§ **Task description**
Your task is to transcribe the entries below exactly, beginning with the line containing "Point out the leaf midrib" and ending with the final line, and to add nothing else.

Point-based annotation data
## Start

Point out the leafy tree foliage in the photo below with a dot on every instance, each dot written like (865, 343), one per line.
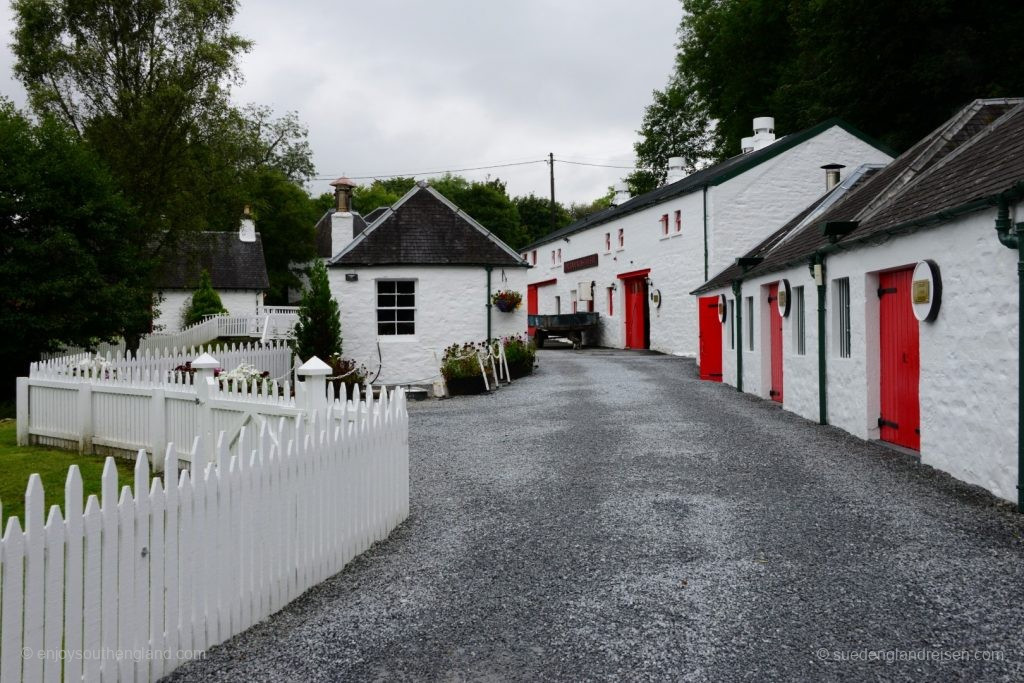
(205, 301)
(73, 267)
(895, 70)
(318, 330)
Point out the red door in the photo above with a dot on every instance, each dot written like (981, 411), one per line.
(775, 334)
(711, 339)
(636, 312)
(530, 306)
(900, 361)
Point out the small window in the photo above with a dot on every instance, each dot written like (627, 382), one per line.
(842, 317)
(801, 321)
(750, 323)
(732, 324)
(395, 307)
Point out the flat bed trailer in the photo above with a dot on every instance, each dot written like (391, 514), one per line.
(570, 326)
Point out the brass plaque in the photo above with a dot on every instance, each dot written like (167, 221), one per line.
(922, 291)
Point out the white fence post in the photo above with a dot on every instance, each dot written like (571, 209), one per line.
(315, 371)
(23, 411)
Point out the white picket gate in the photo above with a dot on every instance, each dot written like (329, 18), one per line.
(130, 585)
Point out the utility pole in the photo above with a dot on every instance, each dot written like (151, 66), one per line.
(551, 164)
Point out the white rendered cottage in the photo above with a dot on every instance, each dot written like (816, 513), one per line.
(236, 264)
(417, 279)
(636, 262)
(889, 307)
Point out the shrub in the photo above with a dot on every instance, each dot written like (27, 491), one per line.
(318, 330)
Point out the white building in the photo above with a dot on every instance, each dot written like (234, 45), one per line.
(640, 258)
(901, 309)
(236, 264)
(417, 279)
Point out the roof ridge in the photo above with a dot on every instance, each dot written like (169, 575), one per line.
(931, 144)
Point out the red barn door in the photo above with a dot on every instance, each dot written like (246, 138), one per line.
(711, 339)
(775, 342)
(899, 363)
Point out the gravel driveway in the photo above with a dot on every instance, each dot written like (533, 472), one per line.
(613, 517)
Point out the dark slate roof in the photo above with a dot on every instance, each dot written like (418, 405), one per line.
(232, 264)
(425, 228)
(713, 175)
(323, 230)
(965, 163)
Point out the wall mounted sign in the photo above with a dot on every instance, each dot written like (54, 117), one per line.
(926, 291)
(782, 298)
(580, 263)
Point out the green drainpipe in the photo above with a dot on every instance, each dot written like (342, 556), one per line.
(1012, 239)
(819, 260)
(489, 305)
(737, 293)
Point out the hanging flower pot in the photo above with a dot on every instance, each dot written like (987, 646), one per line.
(506, 300)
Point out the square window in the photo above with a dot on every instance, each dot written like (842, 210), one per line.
(395, 307)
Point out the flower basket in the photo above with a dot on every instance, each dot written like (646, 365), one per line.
(506, 300)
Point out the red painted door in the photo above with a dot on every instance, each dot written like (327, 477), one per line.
(636, 312)
(775, 338)
(900, 361)
(711, 339)
(531, 305)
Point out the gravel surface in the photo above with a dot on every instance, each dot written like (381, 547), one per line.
(614, 517)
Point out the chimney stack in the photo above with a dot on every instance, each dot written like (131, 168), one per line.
(676, 171)
(764, 134)
(832, 175)
(247, 227)
(342, 221)
(622, 195)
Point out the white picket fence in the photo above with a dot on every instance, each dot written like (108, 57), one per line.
(131, 585)
(274, 357)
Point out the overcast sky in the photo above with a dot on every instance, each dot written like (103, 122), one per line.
(389, 86)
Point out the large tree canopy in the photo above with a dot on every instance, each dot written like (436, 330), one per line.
(895, 70)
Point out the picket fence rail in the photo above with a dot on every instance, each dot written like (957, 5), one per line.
(136, 582)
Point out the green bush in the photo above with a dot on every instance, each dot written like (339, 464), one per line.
(205, 302)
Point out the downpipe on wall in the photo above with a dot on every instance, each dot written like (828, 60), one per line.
(1011, 238)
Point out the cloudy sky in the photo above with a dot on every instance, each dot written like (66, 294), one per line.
(406, 86)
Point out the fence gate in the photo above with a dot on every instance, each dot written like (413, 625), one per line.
(899, 363)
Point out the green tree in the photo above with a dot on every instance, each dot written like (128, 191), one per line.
(536, 218)
(318, 330)
(73, 267)
(205, 301)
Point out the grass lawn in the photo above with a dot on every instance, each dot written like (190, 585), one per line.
(16, 463)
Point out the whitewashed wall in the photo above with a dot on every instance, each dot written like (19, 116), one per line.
(238, 302)
(451, 307)
(740, 212)
(969, 363)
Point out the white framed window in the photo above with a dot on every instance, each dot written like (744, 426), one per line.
(395, 307)
(841, 288)
(801, 321)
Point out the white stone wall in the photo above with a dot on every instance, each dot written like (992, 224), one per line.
(969, 359)
(740, 212)
(238, 302)
(451, 307)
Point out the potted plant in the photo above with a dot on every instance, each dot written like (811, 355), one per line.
(506, 300)
(462, 370)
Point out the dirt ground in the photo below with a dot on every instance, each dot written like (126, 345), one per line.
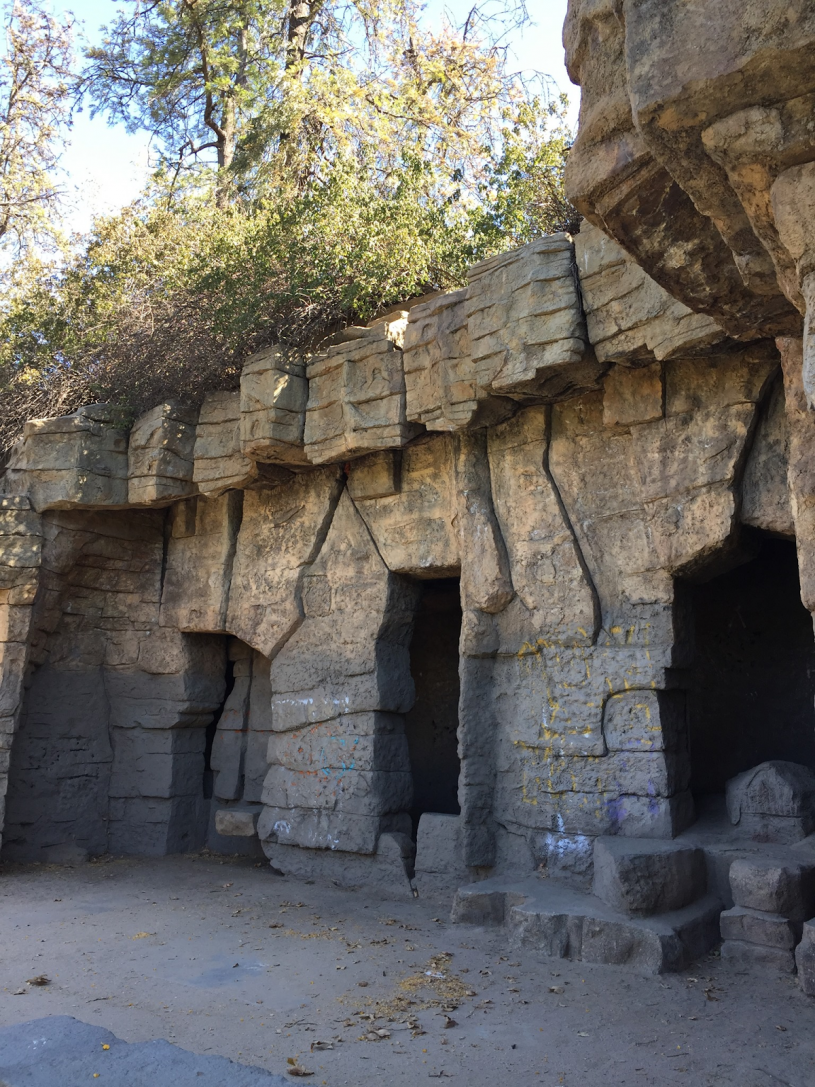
(223, 957)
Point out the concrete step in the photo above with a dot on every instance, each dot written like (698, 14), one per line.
(548, 916)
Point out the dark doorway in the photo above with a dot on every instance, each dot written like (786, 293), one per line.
(431, 725)
(752, 682)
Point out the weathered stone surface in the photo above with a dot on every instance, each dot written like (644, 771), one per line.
(220, 464)
(754, 957)
(527, 334)
(160, 455)
(654, 79)
(280, 533)
(377, 475)
(547, 917)
(440, 869)
(331, 670)
(648, 877)
(628, 315)
(356, 399)
(774, 887)
(801, 464)
(765, 497)
(775, 801)
(274, 392)
(233, 823)
(441, 385)
(414, 528)
(754, 926)
(805, 959)
(646, 500)
(73, 462)
(200, 554)
(554, 598)
(386, 870)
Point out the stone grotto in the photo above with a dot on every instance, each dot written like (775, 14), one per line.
(503, 599)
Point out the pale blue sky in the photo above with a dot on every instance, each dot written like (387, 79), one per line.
(107, 167)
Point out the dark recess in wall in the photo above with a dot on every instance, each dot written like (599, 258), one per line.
(751, 694)
(431, 725)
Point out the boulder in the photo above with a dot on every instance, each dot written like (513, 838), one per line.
(641, 876)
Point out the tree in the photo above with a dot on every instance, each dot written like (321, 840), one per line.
(277, 89)
(36, 87)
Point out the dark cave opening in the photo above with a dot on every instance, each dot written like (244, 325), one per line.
(431, 725)
(751, 691)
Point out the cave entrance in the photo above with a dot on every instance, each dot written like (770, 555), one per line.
(751, 695)
(431, 725)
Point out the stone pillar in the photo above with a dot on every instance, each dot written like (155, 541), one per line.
(21, 547)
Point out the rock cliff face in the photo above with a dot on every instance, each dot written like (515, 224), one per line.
(208, 625)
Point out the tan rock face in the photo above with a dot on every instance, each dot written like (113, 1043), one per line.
(687, 120)
(77, 461)
(280, 533)
(160, 455)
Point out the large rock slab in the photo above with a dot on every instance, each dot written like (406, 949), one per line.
(775, 801)
(280, 533)
(160, 454)
(76, 461)
(274, 392)
(629, 316)
(356, 394)
(648, 877)
(59, 1049)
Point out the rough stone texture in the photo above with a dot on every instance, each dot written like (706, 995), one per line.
(356, 399)
(203, 535)
(547, 917)
(765, 497)
(76, 461)
(160, 455)
(414, 527)
(274, 392)
(220, 463)
(338, 699)
(772, 887)
(527, 334)
(774, 801)
(233, 823)
(440, 869)
(280, 533)
(755, 957)
(386, 870)
(754, 926)
(801, 464)
(628, 315)
(805, 959)
(648, 877)
(62, 1049)
(656, 80)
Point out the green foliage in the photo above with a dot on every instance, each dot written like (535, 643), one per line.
(35, 99)
(349, 189)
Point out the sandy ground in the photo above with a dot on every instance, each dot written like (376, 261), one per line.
(223, 957)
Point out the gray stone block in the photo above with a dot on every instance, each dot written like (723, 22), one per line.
(805, 959)
(774, 801)
(59, 1049)
(386, 869)
(646, 876)
(754, 957)
(774, 887)
(752, 926)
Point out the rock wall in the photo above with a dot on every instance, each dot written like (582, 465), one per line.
(207, 626)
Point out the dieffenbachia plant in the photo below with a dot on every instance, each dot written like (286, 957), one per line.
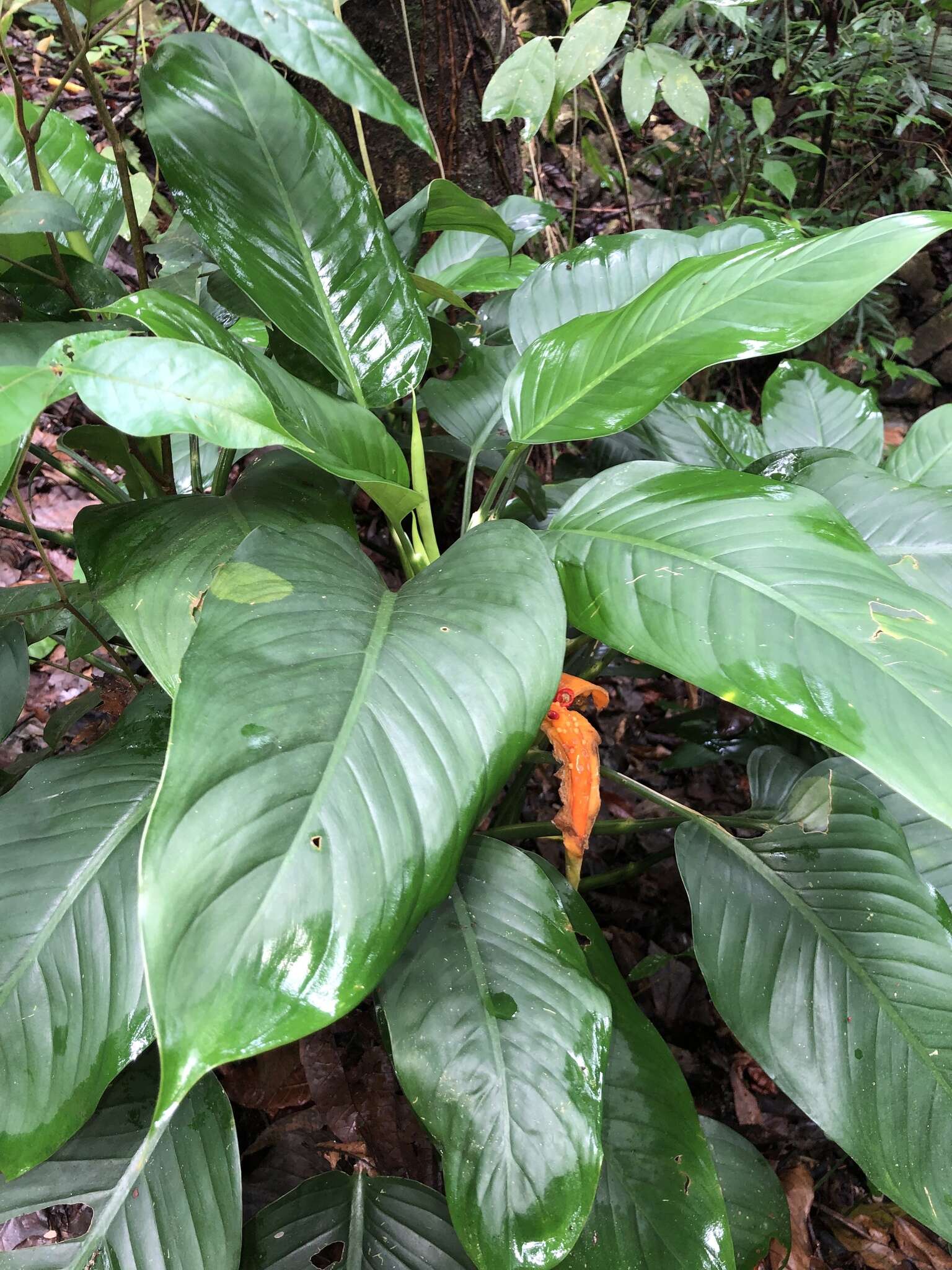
(284, 821)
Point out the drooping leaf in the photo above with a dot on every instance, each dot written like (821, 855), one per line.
(702, 433)
(24, 391)
(603, 373)
(183, 1209)
(84, 178)
(523, 87)
(788, 613)
(470, 406)
(38, 213)
(757, 1207)
(681, 86)
(362, 737)
(14, 675)
(926, 454)
(253, 164)
(909, 526)
(639, 88)
(389, 1223)
(658, 1201)
(611, 271)
(588, 46)
(337, 435)
(149, 564)
(500, 1039)
(832, 962)
(804, 404)
(309, 38)
(73, 1000)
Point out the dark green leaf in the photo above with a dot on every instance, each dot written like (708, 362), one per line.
(150, 563)
(73, 998)
(926, 454)
(757, 1207)
(788, 613)
(14, 675)
(603, 373)
(362, 735)
(500, 1039)
(254, 164)
(832, 962)
(309, 38)
(386, 1223)
(523, 87)
(804, 404)
(658, 1201)
(183, 1209)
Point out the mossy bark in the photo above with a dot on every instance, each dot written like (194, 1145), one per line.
(457, 45)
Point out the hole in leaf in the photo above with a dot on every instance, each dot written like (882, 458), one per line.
(330, 1256)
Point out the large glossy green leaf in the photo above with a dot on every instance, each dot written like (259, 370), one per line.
(149, 564)
(701, 433)
(309, 38)
(275, 195)
(362, 735)
(602, 373)
(500, 1039)
(831, 961)
(470, 406)
(757, 1207)
(611, 271)
(523, 87)
(14, 675)
(588, 46)
(926, 454)
(73, 1001)
(182, 1212)
(385, 1223)
(764, 595)
(658, 1201)
(84, 178)
(337, 435)
(804, 404)
(909, 526)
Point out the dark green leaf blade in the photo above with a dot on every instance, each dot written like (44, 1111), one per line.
(184, 1208)
(150, 563)
(499, 1041)
(362, 737)
(762, 593)
(832, 962)
(603, 373)
(73, 1002)
(658, 1201)
(253, 166)
(757, 1207)
(389, 1223)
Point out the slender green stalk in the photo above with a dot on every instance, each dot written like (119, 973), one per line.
(418, 475)
(223, 469)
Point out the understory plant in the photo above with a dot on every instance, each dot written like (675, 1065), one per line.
(299, 808)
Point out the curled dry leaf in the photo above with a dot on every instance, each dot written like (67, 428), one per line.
(575, 745)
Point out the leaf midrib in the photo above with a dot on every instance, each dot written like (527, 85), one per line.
(763, 590)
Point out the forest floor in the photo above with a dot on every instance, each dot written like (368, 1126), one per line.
(333, 1099)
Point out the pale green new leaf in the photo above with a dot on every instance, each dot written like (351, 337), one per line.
(831, 961)
(309, 38)
(500, 1039)
(523, 87)
(764, 595)
(603, 373)
(312, 814)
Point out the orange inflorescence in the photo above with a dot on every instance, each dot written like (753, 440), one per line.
(575, 746)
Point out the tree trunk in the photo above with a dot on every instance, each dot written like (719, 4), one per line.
(457, 45)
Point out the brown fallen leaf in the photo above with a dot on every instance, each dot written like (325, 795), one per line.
(799, 1188)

## End

§ **Problem solution**
Point out the leaf midrib in the photo above with a dot on every instance, each dot written like (527, 85), one per line.
(763, 590)
Point out the forest floor in the photo above with a dot on every instance, each dot written like (368, 1126), one per line.
(333, 1099)
Point out the pale green new leaf in the photo above with a dot on every instance, each dot written like (351, 337), one per line.
(831, 961)
(309, 38)
(500, 1039)
(523, 87)
(764, 595)
(603, 373)
(312, 814)
Point out the orange inflorescence in the photo above with a dot on every instance, each dot written like (753, 440), one per line.
(575, 746)
Point out the tree trunk in the photo above with a dot on every instance, each dot written like (719, 4), one per line.
(457, 45)
Point out the brown fallen leaf in the photo above with a dot on every instance, each dot written like (325, 795), one per line.
(799, 1188)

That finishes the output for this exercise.